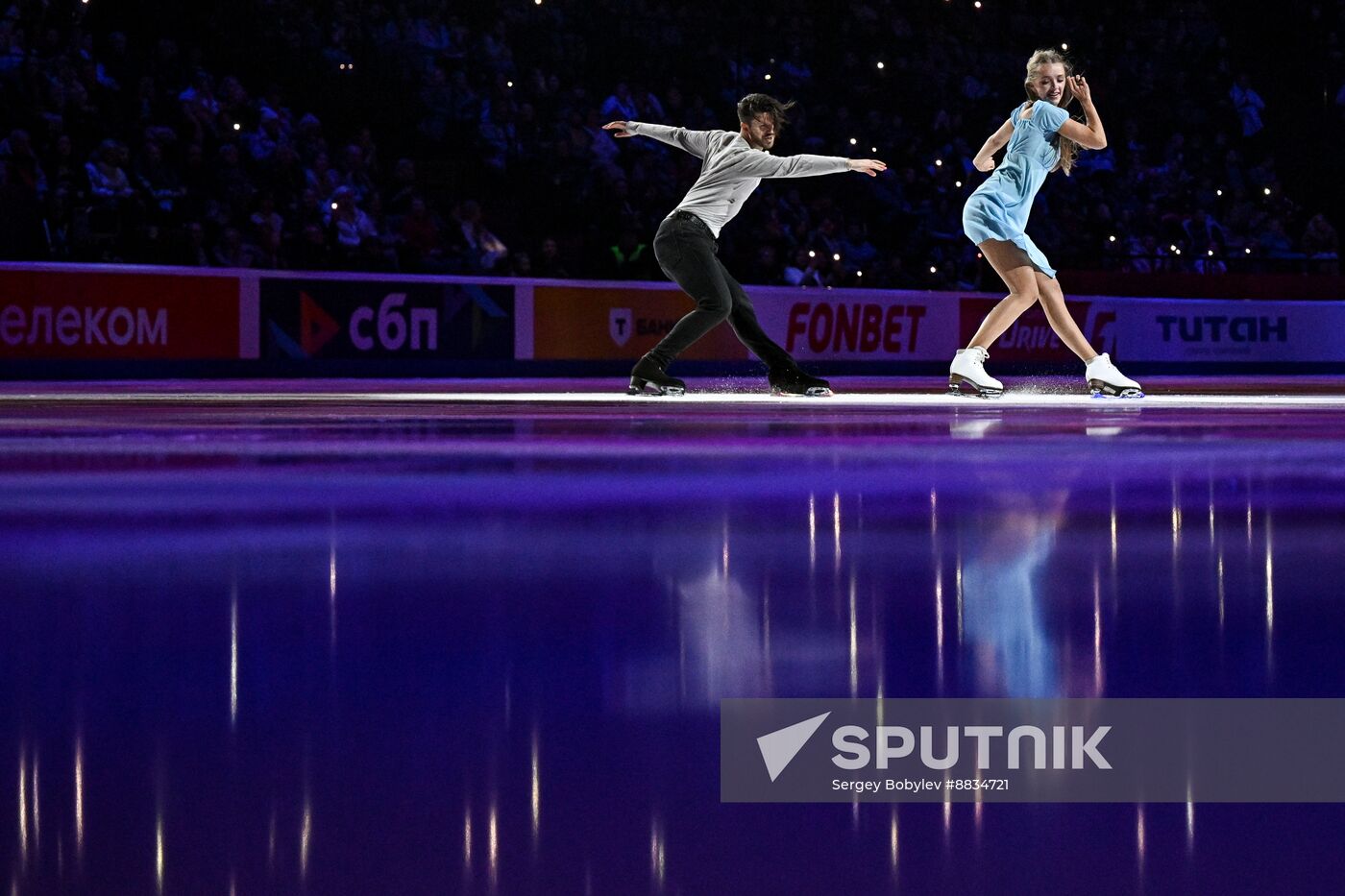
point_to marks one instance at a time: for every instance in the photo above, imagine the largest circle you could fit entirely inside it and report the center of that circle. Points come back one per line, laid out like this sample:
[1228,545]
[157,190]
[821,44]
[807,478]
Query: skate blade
[1103,390]
[811,392]
[639,386]
[955,388]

====================

== INSTRUCTIONS FOR THE TASK ==
Convert the material above into a Markdown table with the columns Row and Line, numbering each line and leaving out blank lines. Omit the pictures from the table.

== WRITTEN RESPONSE ==
| Row | Line |
|---|---|
| 1 | point_to marks one instance at a time: for every instance in the photo above, imagine the largest circle you could fit entirely inside it and report the center of that circle. Points come back one per line, laid out like this sample: |
| 2 | [1228,545] |
| 3 | [157,190] |
| 4 | [821,44] |
| 5 | [807,478] |
| 6 | Query: skate blade |
| 7 | [1103,390] |
| 8 | [811,392] |
| 9 | [639,386] |
| 10 | [955,388] |